PASSAGE start

I’m sure we’ve all seen the commercial. “Can you hear me now?” Sure it got old, but I bet we’ve all uttered that phrase at least once while out on the trails when using a radio. CB’s dominated the 4wheel-drive and Jeep scene for decades. As previously mentioned they were a mainstay in popular culture in shows like Dukes of Hazard and in movies like Convoy, and Smoky and the Bandit. However, in recent years a new radio has started taking over the trails. It hasn’t yet taken over popular culture, and I doubt it ever will, but I am seeing more and more of these types of radios popping up in 4wheel-drives and Jeeps every year. Enter: The GMRS radio.

PASSAGE end

• AIM OF THE TASK:
Reproduce the passage about trail radios in full, keeping every word and punctuation mark unchanged.

RECORDED INFORMATION start

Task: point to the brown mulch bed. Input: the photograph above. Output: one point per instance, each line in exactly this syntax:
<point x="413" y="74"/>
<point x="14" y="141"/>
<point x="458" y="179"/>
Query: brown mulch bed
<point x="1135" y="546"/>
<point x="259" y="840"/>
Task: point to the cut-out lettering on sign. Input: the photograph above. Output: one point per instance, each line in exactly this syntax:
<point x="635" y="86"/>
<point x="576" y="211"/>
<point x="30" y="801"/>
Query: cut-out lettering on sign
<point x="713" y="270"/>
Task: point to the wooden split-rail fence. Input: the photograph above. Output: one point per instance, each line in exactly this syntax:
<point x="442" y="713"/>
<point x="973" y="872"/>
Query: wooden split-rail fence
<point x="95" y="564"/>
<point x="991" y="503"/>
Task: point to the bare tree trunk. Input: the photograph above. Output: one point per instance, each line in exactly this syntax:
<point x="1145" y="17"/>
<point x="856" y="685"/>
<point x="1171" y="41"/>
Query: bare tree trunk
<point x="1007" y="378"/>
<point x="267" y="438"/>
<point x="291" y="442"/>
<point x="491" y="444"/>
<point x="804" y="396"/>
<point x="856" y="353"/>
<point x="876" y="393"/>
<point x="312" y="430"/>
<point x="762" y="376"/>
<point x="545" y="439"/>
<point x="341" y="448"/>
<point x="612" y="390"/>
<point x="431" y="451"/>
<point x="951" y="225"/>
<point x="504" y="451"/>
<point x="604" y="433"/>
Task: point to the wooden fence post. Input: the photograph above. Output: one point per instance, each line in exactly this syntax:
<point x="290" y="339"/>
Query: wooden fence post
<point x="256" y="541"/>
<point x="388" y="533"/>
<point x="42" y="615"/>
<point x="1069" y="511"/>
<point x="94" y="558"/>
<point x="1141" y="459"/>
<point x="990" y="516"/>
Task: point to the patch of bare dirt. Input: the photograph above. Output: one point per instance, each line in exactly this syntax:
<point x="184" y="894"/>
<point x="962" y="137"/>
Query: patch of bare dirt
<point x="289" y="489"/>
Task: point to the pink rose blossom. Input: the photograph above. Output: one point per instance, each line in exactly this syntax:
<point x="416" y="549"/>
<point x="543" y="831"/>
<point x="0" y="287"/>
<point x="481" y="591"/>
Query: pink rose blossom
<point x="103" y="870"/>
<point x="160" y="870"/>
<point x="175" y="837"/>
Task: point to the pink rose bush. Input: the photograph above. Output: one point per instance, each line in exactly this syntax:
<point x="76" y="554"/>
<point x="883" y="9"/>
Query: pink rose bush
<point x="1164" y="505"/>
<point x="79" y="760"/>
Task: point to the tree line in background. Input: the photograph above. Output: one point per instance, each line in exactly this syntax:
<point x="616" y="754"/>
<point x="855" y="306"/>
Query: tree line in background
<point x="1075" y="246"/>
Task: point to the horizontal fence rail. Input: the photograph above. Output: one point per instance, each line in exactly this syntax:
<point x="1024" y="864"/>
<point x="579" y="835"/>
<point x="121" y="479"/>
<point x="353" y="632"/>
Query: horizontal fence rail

RECORDED INFORMATION end

• FINAL ANSWER:
I’m sure we’ve all seen the commercial. “Can you hear me now?” Sure it got old, but I bet we’ve all uttered that phrase at least once while out on the trails when using a radio. CB’s dominated the 4wheel-drive and Jeep scene for decades. As previously mentioned they were a mainstay in popular culture in shows like Dukes of Hazard and in movies like Convoy, and Smoky and the Bandit. However, in recent years a new radio has started taking over the trails. It hasn’t yet taken over popular culture, and I doubt it ever will, but I am seeing more and more of these types of radios popping up in 4wheel-drives and Jeeps every year. Enter: The GMRS radio.